== Segment start ==

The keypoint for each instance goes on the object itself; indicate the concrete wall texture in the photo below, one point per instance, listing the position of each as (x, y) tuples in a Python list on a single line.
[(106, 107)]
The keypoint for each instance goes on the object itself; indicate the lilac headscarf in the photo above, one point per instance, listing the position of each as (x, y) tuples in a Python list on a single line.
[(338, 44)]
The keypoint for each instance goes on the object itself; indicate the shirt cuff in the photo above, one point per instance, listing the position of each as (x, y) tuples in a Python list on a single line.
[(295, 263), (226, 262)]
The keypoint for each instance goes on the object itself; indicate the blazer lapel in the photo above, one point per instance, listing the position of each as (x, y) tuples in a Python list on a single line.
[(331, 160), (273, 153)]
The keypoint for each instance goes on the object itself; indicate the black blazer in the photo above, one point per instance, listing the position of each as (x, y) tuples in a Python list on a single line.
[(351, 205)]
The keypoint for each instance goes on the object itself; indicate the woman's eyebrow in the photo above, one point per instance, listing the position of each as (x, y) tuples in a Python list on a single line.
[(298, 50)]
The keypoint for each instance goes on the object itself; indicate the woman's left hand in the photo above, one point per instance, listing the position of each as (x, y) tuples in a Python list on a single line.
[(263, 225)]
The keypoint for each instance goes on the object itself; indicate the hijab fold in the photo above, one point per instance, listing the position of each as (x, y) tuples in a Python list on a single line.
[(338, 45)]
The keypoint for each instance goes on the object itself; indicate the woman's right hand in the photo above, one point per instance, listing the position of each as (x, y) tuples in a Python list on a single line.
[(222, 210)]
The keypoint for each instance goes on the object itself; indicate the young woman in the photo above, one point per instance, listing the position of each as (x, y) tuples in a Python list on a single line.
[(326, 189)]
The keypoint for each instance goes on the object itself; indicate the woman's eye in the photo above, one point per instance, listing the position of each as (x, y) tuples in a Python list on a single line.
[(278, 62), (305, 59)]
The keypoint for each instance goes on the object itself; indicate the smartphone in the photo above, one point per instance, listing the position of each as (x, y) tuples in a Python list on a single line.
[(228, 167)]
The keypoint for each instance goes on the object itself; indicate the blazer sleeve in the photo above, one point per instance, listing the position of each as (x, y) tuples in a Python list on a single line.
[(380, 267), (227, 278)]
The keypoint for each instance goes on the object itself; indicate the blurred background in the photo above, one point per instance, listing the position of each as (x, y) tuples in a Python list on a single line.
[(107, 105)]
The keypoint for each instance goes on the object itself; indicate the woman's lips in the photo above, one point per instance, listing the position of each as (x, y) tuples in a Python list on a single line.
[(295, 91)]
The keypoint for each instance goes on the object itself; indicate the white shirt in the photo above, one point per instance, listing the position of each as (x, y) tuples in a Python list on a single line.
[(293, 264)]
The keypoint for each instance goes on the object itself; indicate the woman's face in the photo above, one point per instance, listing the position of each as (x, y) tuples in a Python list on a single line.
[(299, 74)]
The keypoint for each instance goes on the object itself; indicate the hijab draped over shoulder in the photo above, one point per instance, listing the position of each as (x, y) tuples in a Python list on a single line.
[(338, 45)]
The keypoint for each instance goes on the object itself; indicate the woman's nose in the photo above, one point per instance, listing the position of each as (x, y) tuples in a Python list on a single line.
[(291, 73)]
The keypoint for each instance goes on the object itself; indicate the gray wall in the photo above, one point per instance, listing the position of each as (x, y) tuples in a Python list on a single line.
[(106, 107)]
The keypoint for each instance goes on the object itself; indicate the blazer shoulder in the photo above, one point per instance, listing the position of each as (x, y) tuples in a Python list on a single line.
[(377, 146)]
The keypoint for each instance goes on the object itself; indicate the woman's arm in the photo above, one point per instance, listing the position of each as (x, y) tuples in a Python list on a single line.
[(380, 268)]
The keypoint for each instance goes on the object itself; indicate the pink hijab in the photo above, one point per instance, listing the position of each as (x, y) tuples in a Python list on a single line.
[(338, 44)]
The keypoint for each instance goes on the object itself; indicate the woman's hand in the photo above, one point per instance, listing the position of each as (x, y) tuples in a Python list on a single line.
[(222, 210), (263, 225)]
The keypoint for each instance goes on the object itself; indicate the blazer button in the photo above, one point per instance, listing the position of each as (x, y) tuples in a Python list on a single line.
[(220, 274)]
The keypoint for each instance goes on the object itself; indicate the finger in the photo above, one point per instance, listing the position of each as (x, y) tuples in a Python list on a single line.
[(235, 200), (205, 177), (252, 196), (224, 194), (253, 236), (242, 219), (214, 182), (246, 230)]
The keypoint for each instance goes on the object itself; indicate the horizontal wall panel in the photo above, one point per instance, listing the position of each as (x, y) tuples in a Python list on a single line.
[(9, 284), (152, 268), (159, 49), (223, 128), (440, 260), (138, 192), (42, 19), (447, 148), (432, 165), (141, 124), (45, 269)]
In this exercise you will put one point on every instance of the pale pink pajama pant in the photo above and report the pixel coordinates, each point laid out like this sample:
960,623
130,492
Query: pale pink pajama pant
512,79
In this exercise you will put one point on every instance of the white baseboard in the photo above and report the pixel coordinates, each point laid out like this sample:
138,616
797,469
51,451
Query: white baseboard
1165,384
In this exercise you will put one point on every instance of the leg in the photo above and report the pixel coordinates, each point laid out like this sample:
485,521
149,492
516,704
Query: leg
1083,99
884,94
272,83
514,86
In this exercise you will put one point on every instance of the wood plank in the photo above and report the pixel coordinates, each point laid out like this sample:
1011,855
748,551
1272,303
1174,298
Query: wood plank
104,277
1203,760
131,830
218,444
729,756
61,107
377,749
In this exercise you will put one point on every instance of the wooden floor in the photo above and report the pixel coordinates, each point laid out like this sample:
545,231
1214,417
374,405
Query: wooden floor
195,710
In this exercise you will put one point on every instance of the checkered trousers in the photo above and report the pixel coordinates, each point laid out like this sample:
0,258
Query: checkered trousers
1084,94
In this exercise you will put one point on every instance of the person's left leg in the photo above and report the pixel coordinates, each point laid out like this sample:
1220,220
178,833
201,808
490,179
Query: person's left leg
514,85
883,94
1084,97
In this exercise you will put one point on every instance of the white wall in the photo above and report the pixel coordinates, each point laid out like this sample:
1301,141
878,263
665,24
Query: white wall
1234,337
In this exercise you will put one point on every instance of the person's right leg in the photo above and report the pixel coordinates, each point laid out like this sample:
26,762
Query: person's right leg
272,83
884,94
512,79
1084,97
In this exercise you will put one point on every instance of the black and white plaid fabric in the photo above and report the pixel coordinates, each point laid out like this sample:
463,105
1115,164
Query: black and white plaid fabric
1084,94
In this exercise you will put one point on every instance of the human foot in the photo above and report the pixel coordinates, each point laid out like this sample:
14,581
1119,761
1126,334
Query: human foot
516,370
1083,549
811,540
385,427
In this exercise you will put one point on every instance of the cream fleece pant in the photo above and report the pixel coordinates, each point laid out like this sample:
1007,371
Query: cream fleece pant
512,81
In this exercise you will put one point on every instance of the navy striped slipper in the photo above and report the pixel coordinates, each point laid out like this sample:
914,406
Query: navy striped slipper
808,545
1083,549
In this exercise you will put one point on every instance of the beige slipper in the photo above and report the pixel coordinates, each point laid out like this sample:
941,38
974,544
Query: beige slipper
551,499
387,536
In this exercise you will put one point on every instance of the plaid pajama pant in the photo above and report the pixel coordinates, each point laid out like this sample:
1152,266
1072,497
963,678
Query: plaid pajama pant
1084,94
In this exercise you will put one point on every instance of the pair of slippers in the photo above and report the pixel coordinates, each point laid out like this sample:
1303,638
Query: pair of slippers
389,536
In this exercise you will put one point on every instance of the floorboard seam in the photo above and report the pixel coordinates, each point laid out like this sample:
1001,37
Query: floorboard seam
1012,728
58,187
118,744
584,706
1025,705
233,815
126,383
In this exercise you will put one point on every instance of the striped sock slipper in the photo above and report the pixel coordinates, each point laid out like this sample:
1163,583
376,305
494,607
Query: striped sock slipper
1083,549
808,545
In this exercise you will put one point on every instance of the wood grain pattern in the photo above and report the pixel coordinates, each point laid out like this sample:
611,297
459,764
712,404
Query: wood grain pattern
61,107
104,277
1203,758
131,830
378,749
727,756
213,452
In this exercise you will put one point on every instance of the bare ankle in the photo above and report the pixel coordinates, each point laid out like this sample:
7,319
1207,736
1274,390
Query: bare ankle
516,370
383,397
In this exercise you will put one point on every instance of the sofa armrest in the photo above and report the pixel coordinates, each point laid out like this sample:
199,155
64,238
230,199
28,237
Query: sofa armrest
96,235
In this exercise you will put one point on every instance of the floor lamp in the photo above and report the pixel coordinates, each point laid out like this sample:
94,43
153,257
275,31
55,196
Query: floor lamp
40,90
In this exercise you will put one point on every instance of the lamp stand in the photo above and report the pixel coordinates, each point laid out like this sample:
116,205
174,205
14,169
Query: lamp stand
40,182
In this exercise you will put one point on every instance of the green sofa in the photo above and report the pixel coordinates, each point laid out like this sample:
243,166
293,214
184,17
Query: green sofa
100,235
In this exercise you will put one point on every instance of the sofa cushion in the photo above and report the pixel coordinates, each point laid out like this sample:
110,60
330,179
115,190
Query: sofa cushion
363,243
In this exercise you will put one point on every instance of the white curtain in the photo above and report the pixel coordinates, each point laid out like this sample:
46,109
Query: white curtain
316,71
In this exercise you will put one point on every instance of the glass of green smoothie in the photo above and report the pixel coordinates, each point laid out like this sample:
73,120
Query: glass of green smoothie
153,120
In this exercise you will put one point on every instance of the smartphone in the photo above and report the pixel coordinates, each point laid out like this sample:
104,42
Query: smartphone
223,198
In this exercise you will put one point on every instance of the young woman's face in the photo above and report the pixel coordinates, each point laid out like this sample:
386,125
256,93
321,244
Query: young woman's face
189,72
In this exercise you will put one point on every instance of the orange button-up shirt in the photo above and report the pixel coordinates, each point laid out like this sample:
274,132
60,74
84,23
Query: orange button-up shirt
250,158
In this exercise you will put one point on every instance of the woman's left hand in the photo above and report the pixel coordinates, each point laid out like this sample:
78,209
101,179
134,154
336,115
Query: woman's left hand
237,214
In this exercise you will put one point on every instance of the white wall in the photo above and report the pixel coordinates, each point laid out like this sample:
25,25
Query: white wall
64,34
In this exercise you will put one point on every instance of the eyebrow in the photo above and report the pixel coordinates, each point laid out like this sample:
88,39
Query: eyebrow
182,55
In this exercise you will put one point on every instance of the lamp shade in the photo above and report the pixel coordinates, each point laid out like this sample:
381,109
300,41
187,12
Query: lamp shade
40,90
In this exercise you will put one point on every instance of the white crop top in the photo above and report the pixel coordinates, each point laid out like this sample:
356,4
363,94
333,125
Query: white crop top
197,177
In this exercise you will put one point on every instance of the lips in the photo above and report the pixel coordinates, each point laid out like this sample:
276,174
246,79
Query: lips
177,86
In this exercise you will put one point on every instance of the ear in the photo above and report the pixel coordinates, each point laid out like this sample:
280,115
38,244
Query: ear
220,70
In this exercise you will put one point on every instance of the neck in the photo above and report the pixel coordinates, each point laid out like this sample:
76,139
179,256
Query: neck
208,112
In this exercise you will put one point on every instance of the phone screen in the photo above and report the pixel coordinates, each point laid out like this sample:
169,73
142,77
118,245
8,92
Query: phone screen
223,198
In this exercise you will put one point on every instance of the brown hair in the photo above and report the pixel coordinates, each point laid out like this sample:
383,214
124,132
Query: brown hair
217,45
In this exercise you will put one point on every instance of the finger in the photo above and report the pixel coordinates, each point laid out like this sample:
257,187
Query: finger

== Segment end ==

▶ _Exercise goal_
Your task is to output exactly the lines running from the one with "the lamp shade" through the final line of the material above, with both ends included.

▶ _Task output_
In this exercise you will put one point on every instance of the lamp shade in the photo above and report the pixel coordinates, each point laid out like this sample:
381,109
300,41
187,12
Query: lamp shade
40,90
In this exercise you will put one point on every instance of the white crop top in the photo above and report the pixel coordinates, each point laid out like this sample:
356,4
363,94
333,125
Query: white crop top
197,177
In this exercise you will put one point on every instance of the lips in the photo above and report the pixel coordinates, each point laid out like this sample:
276,174
246,79
Query: lips
177,86
In this exercise you will put one point on every instance of the ear in the photo above and report the pixel coordinates, each point laid out like this sample:
280,115
38,244
Query: ear
220,70
In this exercise you will put one point on every instance of the neck in the photo above and report the pixel coordinates, each point laid out like this sample:
76,139
179,256
Query: neck
208,112
In this exercise you will put one point on every instance of the phone screen in the photo above and report the pixel coordinates, each point laid out like this sample:
169,73
142,77
118,245
8,92
Query: phone screen
223,198
In this exercise you will put one point on every instance of the brown hair in the photo above and report the pixel coordinates, each point laid out like this sample:
383,214
124,132
Query: brown hair
217,45
In this exercise you will put one point on every instance of the finger in the photo above and report the pixel coordinates, each point laid out like this sample:
257,187
Query: finger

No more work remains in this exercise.